Directions for this task: A word-for-word copy of the records is needed, with every picture left out.
##### Data listing #####
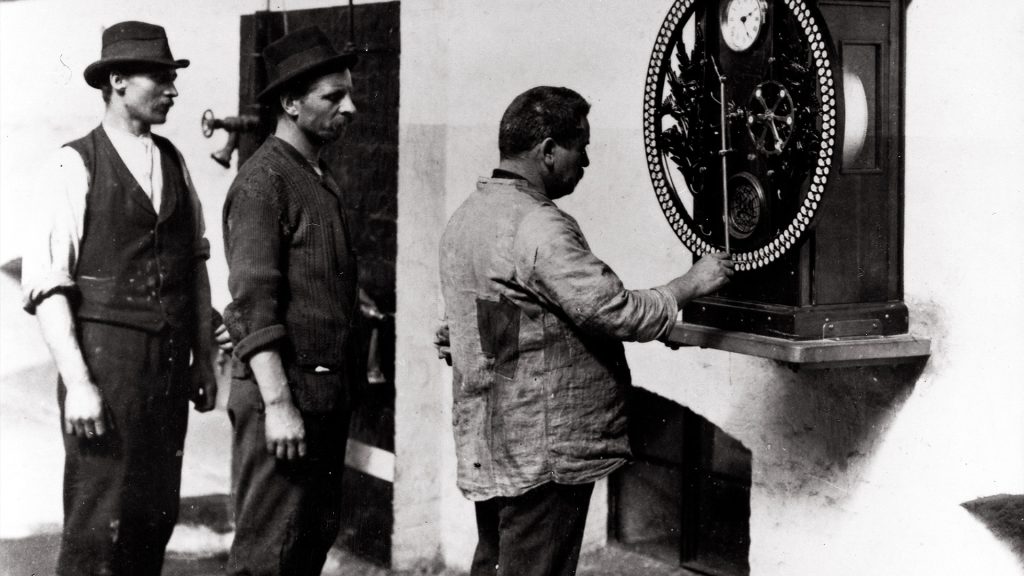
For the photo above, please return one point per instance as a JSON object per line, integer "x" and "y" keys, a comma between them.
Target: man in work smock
{"x": 536, "y": 324}
{"x": 116, "y": 273}
{"x": 293, "y": 283}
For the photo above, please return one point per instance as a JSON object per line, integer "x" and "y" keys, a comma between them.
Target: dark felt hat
{"x": 300, "y": 52}
{"x": 131, "y": 43}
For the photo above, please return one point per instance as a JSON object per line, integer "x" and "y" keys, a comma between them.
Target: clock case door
{"x": 846, "y": 280}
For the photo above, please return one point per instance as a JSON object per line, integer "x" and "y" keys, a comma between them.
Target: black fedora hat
{"x": 131, "y": 43}
{"x": 300, "y": 52}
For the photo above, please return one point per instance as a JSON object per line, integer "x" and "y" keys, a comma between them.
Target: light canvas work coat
{"x": 537, "y": 323}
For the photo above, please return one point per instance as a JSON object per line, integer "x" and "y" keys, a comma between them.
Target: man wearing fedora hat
{"x": 293, "y": 283}
{"x": 117, "y": 276}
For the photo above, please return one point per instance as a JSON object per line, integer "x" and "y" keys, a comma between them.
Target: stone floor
{"x": 37, "y": 556}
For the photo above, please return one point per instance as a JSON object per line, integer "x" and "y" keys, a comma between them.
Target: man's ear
{"x": 547, "y": 150}
{"x": 288, "y": 104}
{"x": 119, "y": 81}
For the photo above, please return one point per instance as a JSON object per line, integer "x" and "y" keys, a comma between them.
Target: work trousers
{"x": 538, "y": 533}
{"x": 121, "y": 490}
{"x": 288, "y": 512}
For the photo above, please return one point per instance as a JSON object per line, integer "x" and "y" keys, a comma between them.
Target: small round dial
{"x": 741, "y": 22}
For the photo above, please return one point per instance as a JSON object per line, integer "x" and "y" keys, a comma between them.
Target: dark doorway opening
{"x": 685, "y": 499}
{"x": 367, "y": 166}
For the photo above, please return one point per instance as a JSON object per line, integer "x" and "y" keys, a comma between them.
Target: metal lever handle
{"x": 233, "y": 125}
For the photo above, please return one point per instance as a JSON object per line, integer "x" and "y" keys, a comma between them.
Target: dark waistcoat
{"x": 134, "y": 268}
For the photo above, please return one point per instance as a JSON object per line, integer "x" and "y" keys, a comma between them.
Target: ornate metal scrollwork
{"x": 791, "y": 118}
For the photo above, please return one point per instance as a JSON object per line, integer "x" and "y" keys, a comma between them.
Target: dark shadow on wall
{"x": 685, "y": 499}
{"x": 1004, "y": 516}
{"x": 827, "y": 422}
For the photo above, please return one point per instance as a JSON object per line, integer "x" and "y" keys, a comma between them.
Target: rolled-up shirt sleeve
{"x": 51, "y": 249}
{"x": 554, "y": 260}
{"x": 252, "y": 243}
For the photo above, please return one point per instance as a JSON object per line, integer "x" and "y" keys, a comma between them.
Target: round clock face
{"x": 741, "y": 22}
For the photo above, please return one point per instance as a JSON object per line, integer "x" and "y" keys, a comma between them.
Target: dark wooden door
{"x": 367, "y": 166}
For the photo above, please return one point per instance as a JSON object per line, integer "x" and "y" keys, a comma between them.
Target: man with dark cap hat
{"x": 117, "y": 276}
{"x": 293, "y": 283}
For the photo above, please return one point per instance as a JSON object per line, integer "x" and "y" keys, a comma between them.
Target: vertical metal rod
{"x": 723, "y": 153}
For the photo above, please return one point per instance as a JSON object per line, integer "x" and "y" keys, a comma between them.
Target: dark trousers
{"x": 535, "y": 534}
{"x": 287, "y": 513}
{"x": 121, "y": 491}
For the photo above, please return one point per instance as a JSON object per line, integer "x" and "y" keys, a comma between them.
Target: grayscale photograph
{"x": 511, "y": 288}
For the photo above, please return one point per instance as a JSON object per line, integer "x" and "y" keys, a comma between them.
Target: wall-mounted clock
{"x": 814, "y": 225}
{"x": 741, "y": 23}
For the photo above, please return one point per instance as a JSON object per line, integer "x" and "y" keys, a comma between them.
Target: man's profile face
{"x": 147, "y": 95}
{"x": 568, "y": 165}
{"x": 325, "y": 112}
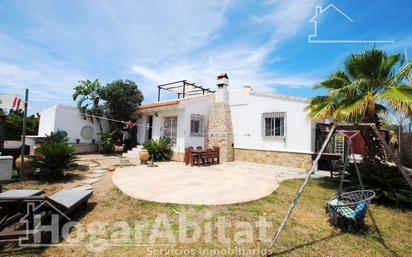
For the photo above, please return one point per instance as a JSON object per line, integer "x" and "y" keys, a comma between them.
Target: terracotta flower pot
{"x": 26, "y": 166}
{"x": 36, "y": 152}
{"x": 144, "y": 156}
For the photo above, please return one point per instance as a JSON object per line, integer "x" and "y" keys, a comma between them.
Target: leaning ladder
{"x": 315, "y": 163}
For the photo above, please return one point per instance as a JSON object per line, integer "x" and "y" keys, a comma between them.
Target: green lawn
{"x": 308, "y": 232}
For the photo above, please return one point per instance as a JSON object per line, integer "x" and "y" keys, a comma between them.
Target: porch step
{"x": 134, "y": 153}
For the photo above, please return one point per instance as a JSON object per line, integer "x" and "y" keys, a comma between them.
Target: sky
{"x": 48, "y": 46}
#####
Answer space:
For the photo above, please return one point per instance as a JSON object per line, integer "x" and "y" keys, a comma between them.
Target: man in work smock
{"x": 536, "y": 324}
{"x": 116, "y": 273}
{"x": 293, "y": 283}
For the photo above, please return one point per instance as a JSON object per line, integer "x" and "y" keys, a comma between them.
Target: dark felt hat
{"x": 300, "y": 52}
{"x": 131, "y": 43}
For the photo above, please return one point per instance as a JSON object per line, integer "x" and "y" keys, a comma between them.
Target: clock case door
{"x": 846, "y": 280}
For the photo above, please return one point per instance as a JSON object per line, integer "x" and "y" keys, a comma between them.
Target: black fedora hat
{"x": 131, "y": 43}
{"x": 300, "y": 52}
For the photo above, please return one point per instance as a JSON object per line, integer "x" and "y" keys, a comma between them.
Target: light canvas work coat
{"x": 537, "y": 323}
For the photo above, please return one point per instance as a JSON object per line, integer "x" and "y" keys, a comma between them.
Target: man wearing fedora hat
{"x": 293, "y": 283}
{"x": 117, "y": 276}
For the photo above, please return one point per instance as a JSON object per line, integer "x" and "y" keys, a comma between them.
Target: stone floor
{"x": 37, "y": 556}
For the photo above, please return one point per instance as a JSON object per line, integer "x" and "y" keys, a comma between them.
Target: man's ear
{"x": 547, "y": 150}
{"x": 288, "y": 104}
{"x": 119, "y": 81}
For the photo above, please return one point per instance as a JSON object per line, integer "x" and "y" keys, a comma between them.
Target: work trousers
{"x": 538, "y": 533}
{"x": 121, "y": 490}
{"x": 288, "y": 512}
For the photo above, please return one point per instance as a JSON object per line, integer "x" and "y" keys, a comma between them.
Target: small round dial
{"x": 741, "y": 22}
For the photo above, please return one point per instance as a JSON object per line, integer "x" and "y" keys, a comma between them.
Target: dark doorway opening
{"x": 685, "y": 499}
{"x": 367, "y": 166}
For the photo above, please return one point per instance as a JSON object per line, integer "x" and "y" keys, a comma between them.
Target: metal lever handle
{"x": 233, "y": 125}
For the photo above, please return one point per instance as a JSON object per line, integer "x" and "y" keys, a comma between them.
Target: dark waistcoat
{"x": 134, "y": 268}
For the photo above, please return one point per instance as a JSON object per line, integer "x" and "y" keys, a comma between them.
Target: ornate metal scrollwork
{"x": 791, "y": 118}
For the photo above, please return one point per instance as a JSON object per line, integer "x" and "y" keys, a comma between them.
Target: dark shadow on wall
{"x": 685, "y": 499}
{"x": 1004, "y": 516}
{"x": 827, "y": 422}
For the photo above, please return one point per instance as a JSON object per line, integer "x" and "y" keys, a comma between them.
Target: rolled-up shirt sleeve
{"x": 51, "y": 249}
{"x": 554, "y": 260}
{"x": 252, "y": 243}
For the photo above, please return one point per instance as a JSON object per line, integer "x" and "y" keys, a comma between them.
Target: round clock face
{"x": 741, "y": 22}
For the photo above, please return one point per instance as a JSON object per line, integer "x" and "y" keys, a comma between them.
Target: dark wooden door
{"x": 367, "y": 166}
For the photo above, please return one point per instance as a JSON object per line, integer "x" and "y" keys, a comma between them.
Target: man with dark cap hat
{"x": 117, "y": 276}
{"x": 293, "y": 283}
For the photo above, please return one point per instance as a JSON object per line, integer "x" and "y" keys, a comma between them.
Target: vertical metal rod
{"x": 723, "y": 153}
For the photo above, please return one point per instance as a JSON object per line, integer "x" and "y" keys, a comma between them.
Target: dark trousers
{"x": 535, "y": 534}
{"x": 287, "y": 513}
{"x": 121, "y": 491}
For the photo above, please return one point per instance as a JSON object per line, integer "x" and "y" keys, a comma between them.
Target: grayscale photograph
{"x": 511, "y": 288}
For the photo above, please return one point per instance as a JSON object per line, integer "x" and "y" keys, a comma between them.
Target: wall-mounted clock
{"x": 814, "y": 225}
{"x": 741, "y": 23}
For the photo above, please return one point per instance as a JSON object per line, integer "x" and "y" keys, a comma between them.
Target: man's profile face
{"x": 147, "y": 95}
{"x": 568, "y": 165}
{"x": 325, "y": 112}
For the photo above, please return one point per instance as a JSON object per line, integer "x" and "y" keys, a comma between them.
Target: terracotta flower pot
{"x": 26, "y": 166}
{"x": 36, "y": 152}
{"x": 144, "y": 156}
For the photo above, please return one point per instance as a JSON object per line, integer "x" and "y" keys, a comma between them.
Target: leaning ladder
{"x": 315, "y": 163}
For the photo above, please return one point per instance as a JSON object per line, integer "x" and "y" keys, a comma between them.
Target: green lawn
{"x": 308, "y": 232}
For the photo above, please return one point per instance as a JSON object per line, integer "x" and "y" keys, a comma between them.
Target: porch step
{"x": 134, "y": 153}
For the photo above, please return one point per instance as a JSON object per line, integer "x" and "y" keys, a comma between them.
Target: sky
{"x": 48, "y": 46}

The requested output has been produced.